*** EXERCISE MATERIAL ***
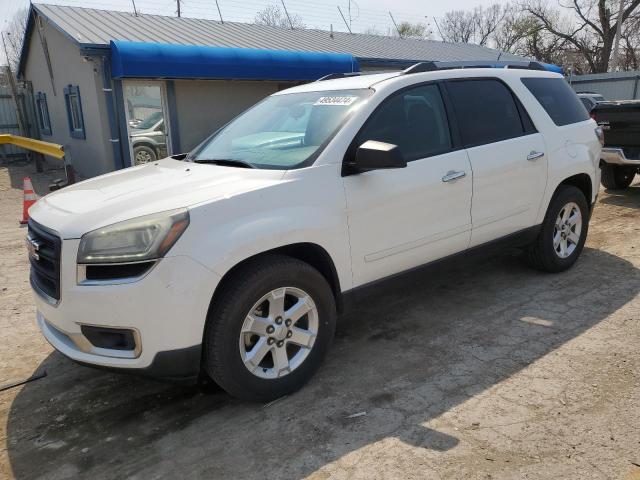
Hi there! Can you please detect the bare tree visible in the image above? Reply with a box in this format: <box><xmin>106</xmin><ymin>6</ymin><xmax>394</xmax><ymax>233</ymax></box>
<box><xmin>439</xmin><ymin>10</ymin><xmax>476</xmax><ymax>43</ymax></box>
<box><xmin>439</xmin><ymin>4</ymin><xmax>506</xmax><ymax>45</ymax></box>
<box><xmin>2</xmin><ymin>7</ymin><xmax>29</xmax><ymax>70</ymax></box>
<box><xmin>473</xmin><ymin>4</ymin><xmax>507</xmax><ymax>45</ymax></box>
<box><xmin>620</xmin><ymin>24</ymin><xmax>640</xmax><ymax>69</ymax></box>
<box><xmin>523</xmin><ymin>0</ymin><xmax>640</xmax><ymax>73</ymax></box>
<box><xmin>254</xmin><ymin>4</ymin><xmax>305</xmax><ymax>29</ymax></box>
<box><xmin>493</xmin><ymin>6</ymin><xmax>532</xmax><ymax>52</ymax></box>
<box><xmin>395</xmin><ymin>21</ymin><xmax>431</xmax><ymax>39</ymax></box>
*** End of EXERCISE MATERIAL ***
- **WHAT NEEDS TO BE DONE**:
Transcribe the records above exactly, leaving out every picture.

- **ANSWER TO THIS TASK**:
Hi there! Can you please detect the bare tree visible in the image above? Reply with a box in this format: <box><xmin>106</xmin><ymin>6</ymin><xmax>394</xmax><ymax>233</ymax></box>
<box><xmin>439</xmin><ymin>10</ymin><xmax>476</xmax><ymax>43</ymax></box>
<box><xmin>439</xmin><ymin>4</ymin><xmax>506</xmax><ymax>45</ymax></box>
<box><xmin>2</xmin><ymin>7</ymin><xmax>29</xmax><ymax>70</ymax></box>
<box><xmin>473</xmin><ymin>4</ymin><xmax>507</xmax><ymax>45</ymax></box>
<box><xmin>620</xmin><ymin>24</ymin><xmax>640</xmax><ymax>69</ymax></box>
<box><xmin>523</xmin><ymin>0</ymin><xmax>640</xmax><ymax>73</ymax></box>
<box><xmin>254</xmin><ymin>4</ymin><xmax>305</xmax><ymax>29</ymax></box>
<box><xmin>493</xmin><ymin>6</ymin><xmax>532</xmax><ymax>52</ymax></box>
<box><xmin>395</xmin><ymin>21</ymin><xmax>431</xmax><ymax>39</ymax></box>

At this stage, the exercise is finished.